TASK GOAL:
Repeat everything in the material exactly.

Part of a data file
Start

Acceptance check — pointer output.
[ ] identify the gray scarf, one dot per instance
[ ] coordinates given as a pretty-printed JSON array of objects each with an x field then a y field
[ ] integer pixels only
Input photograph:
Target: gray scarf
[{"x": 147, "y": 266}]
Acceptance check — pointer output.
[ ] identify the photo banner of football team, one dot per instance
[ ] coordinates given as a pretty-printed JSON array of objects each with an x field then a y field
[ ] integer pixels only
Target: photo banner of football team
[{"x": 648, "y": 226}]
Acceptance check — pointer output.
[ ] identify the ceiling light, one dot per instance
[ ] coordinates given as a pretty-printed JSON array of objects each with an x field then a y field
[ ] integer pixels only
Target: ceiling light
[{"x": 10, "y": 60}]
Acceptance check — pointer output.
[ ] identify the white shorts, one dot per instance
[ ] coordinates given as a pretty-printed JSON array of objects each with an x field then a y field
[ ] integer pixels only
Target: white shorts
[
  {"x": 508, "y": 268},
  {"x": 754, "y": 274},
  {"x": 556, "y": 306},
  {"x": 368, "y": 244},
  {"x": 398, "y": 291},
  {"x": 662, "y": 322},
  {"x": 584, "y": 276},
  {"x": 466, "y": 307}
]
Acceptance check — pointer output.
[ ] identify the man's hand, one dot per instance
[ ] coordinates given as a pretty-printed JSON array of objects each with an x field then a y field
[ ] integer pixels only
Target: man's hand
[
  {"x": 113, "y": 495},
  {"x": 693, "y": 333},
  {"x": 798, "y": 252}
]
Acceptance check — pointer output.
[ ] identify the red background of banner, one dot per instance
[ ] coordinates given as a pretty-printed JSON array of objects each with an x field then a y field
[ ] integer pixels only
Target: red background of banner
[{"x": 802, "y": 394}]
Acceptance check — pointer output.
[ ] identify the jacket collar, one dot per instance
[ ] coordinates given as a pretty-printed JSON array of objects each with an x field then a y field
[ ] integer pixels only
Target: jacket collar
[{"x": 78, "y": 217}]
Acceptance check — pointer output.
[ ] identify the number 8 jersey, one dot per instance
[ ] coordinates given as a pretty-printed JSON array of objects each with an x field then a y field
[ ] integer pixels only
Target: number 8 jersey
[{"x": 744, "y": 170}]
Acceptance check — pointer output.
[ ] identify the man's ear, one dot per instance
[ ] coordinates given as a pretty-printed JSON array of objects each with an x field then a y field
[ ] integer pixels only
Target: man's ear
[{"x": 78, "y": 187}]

End

RESULT OF THIS EXERCISE:
Acceptance check — pointer output.
[ ] identify the gray scarf, one dot per instance
[ ] coordinates given as a pretty-printed JSON array of objects each with an x field then a y field
[ ] integer pixels only
Input photograph:
Target: gray scarf
[{"x": 147, "y": 266}]
Acceptance check — pointer output.
[ ] identify the photo banner of football team, one dot per instance
[ ] coordinates given as a pretty-printed JSON array of objects each with an x field then a y field
[ ] integer pixels only
Target: photo banner of football team
[{"x": 648, "y": 226}]
Acceptance check — pointer output.
[ ] identify the ceiling light, one dot per instance
[ ] coordinates given as a pretty-printed JSON array of objects each with an x field then a y field
[ ] integer pixels only
Target: ceiling light
[{"x": 10, "y": 60}]
Acceptance check — pointer output.
[ ] identify the white shorts, one dot per instance
[ ] coordinates given as a pretty-printed JSON array of objects each with an x field then a y field
[ ] integer pixels only
Target: white shorts
[
  {"x": 508, "y": 268},
  {"x": 754, "y": 274},
  {"x": 556, "y": 306},
  {"x": 368, "y": 244},
  {"x": 398, "y": 291},
  {"x": 662, "y": 322},
  {"x": 584, "y": 276},
  {"x": 466, "y": 307}
]
Acceptance check — pointer output.
[ ] identify the man's hand, one dot per instance
[ ] coordinates given as a pretty-printed JSON array of objects each with an x field then a y field
[ ] integer pixels only
Target: man's hand
[
  {"x": 113, "y": 495},
  {"x": 693, "y": 333},
  {"x": 798, "y": 252}
]
Acceptance check — pointer output.
[ ] identify the red background of banner, one dot per instance
[ ] coordinates given as a pretty-printed JSON array of objects each with an x field then a y field
[ ] integer pixels only
Target: red background of banner
[{"x": 802, "y": 394}]
Acceptance check — pointer output.
[ ] identify the jacket collar, one dot per instance
[ ] coordinates given as a pretty-printed JSON array of objects each with an x field then a y field
[ ] integer pixels only
Target: jacket collar
[{"x": 78, "y": 217}]
Acceptance check — pointer output.
[ ] identify the number 8 jersey, one dot per instance
[ ] coordinates given as a pretty-printed JSON array of objects each with an x field then a y field
[ ] integer pixels only
Target: number 8 jersey
[{"x": 744, "y": 170}]
Acceptance check — pointer output.
[ ] identify the man's ear, one dot per instance
[ ] coordinates given as a pretty-printed JSON array of objects each with an x field then a y field
[ ] integer pixels only
Target: man's ear
[{"x": 78, "y": 187}]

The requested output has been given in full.